### STATED GOAL
Print, exactly as given, each line of the data from the line containing "If you could tag each instance of the dark object" up to and including its last line.

(Records)
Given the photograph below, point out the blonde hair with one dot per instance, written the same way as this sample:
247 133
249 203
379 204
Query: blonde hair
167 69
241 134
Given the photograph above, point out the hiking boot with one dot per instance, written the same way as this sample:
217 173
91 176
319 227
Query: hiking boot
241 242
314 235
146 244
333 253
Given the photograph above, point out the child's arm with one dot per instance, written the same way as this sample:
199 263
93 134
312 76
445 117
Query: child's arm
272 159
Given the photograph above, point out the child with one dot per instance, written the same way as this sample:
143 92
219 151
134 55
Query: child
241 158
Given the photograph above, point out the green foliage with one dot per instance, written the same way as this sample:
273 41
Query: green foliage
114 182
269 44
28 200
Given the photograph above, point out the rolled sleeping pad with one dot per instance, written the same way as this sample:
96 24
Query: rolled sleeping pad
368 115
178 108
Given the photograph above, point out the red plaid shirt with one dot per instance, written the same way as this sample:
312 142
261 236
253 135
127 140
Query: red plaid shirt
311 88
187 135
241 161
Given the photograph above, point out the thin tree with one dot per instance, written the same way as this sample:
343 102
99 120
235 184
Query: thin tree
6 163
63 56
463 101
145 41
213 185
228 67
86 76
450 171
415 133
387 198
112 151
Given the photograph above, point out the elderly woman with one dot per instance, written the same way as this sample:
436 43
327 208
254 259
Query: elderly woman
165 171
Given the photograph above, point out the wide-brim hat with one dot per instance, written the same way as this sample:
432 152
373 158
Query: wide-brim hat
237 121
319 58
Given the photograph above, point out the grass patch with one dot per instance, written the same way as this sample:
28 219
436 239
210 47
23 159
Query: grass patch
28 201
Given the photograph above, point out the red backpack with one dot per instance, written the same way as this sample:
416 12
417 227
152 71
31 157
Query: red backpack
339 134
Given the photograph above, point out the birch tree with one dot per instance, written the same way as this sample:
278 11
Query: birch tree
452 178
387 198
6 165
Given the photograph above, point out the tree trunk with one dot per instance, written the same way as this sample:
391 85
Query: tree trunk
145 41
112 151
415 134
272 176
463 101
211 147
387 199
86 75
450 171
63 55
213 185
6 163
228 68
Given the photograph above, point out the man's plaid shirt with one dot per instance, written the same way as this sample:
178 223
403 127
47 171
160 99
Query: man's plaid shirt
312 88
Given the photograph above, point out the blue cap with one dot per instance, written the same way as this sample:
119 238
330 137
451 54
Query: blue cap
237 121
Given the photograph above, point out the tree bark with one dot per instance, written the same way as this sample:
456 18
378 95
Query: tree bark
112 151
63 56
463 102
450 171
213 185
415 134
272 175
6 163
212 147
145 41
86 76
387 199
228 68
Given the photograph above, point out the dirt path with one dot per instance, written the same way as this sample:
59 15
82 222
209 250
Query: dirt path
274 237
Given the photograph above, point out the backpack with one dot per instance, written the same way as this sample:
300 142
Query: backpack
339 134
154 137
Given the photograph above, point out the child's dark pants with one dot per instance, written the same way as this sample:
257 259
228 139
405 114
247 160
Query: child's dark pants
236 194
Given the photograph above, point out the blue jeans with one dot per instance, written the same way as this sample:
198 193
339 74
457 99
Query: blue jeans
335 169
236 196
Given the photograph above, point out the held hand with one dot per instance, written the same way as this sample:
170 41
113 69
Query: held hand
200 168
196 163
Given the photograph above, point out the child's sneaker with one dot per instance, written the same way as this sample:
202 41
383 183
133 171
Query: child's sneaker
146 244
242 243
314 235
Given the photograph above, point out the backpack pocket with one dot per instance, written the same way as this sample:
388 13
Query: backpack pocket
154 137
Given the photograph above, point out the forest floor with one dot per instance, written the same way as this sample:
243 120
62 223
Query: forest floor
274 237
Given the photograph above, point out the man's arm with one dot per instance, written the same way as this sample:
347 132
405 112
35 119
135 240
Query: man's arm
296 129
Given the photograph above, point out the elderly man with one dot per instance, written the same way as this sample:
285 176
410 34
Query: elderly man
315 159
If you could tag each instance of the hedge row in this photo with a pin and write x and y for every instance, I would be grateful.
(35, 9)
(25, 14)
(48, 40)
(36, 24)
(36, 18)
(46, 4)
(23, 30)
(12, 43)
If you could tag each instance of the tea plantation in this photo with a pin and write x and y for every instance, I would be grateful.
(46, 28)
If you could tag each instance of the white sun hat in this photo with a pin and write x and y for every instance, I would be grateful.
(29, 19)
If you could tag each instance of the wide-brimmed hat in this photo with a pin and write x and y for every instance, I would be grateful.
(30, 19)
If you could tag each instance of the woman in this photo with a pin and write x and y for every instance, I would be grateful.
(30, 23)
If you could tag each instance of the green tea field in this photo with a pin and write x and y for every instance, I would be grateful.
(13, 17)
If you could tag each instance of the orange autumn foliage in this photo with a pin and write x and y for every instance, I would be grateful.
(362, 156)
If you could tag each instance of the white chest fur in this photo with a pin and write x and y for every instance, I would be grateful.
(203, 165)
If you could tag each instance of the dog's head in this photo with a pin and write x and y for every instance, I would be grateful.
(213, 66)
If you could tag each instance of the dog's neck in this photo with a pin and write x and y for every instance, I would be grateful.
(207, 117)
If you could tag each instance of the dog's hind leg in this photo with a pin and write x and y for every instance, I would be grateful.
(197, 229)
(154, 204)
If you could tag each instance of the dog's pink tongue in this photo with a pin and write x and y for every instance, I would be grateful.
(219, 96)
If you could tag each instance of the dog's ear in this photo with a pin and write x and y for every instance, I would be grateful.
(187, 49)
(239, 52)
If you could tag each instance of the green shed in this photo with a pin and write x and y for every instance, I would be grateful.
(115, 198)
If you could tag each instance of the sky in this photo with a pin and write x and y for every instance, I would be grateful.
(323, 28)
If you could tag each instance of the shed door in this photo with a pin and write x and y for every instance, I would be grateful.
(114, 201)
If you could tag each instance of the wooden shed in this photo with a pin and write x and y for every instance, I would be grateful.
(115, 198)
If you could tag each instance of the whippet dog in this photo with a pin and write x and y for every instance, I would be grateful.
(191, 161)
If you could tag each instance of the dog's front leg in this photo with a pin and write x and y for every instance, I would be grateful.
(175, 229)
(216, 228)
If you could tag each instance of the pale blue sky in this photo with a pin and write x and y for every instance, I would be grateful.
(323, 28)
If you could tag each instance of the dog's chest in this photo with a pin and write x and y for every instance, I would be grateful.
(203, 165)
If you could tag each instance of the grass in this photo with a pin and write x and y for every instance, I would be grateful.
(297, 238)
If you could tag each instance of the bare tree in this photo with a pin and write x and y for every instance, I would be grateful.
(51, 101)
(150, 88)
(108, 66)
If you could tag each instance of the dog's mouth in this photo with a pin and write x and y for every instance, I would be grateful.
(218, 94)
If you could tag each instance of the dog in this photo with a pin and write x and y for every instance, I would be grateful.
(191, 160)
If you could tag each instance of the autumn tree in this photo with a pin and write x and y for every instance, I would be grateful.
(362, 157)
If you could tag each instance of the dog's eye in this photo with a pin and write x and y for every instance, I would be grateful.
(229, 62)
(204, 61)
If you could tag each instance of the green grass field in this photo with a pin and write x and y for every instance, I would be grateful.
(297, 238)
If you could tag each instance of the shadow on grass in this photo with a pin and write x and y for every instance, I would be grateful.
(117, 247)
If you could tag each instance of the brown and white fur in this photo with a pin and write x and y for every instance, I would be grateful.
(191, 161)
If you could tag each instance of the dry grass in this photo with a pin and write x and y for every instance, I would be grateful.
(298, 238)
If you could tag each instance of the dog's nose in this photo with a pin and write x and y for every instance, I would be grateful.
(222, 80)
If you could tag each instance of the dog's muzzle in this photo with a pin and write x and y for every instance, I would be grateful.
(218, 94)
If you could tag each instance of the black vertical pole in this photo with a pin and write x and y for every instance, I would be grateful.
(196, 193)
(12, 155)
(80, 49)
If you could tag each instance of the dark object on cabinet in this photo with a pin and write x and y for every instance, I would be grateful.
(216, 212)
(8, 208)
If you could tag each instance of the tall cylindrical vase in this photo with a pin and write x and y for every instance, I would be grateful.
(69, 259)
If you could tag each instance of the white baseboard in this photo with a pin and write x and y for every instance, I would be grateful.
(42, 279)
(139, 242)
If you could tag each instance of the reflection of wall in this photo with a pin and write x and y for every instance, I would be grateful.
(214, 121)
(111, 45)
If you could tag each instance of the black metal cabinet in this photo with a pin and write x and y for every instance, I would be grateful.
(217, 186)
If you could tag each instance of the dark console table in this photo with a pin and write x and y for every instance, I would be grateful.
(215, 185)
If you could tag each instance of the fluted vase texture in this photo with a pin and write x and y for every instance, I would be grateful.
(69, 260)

### RESULT FOR THIS TASK
If you could tag each instance of the dark object on cabinet in this photo with a pin and write x and y for every instance, I would be grateful.
(216, 212)
(8, 208)
If you could tag each instance of the tall cylindrical vase in this photo with a pin and write x and y for every instance, I would be grateful.
(69, 259)
If you could tag each instance of the white baseboard in this photo with a pin and write x and y for every instance, I would be grateful.
(42, 279)
(139, 242)
If you could tag each instance of the reflection of wall in this photo with a pin and write x and y for every instance, I would be grateful.
(214, 121)
(111, 45)
If you could tag each instance of the black metal cabinet in this photo with a pin and write x and y for every instance, I would be grateful.
(217, 186)
If you could tag each instance of the dark console table in this photo with a pin and write x and y for every instance, I would be grateful.
(215, 185)
If you could tag each instance of the fluted vase texture in this photo with a pin and write x and y for every instance, I would be grateful.
(69, 260)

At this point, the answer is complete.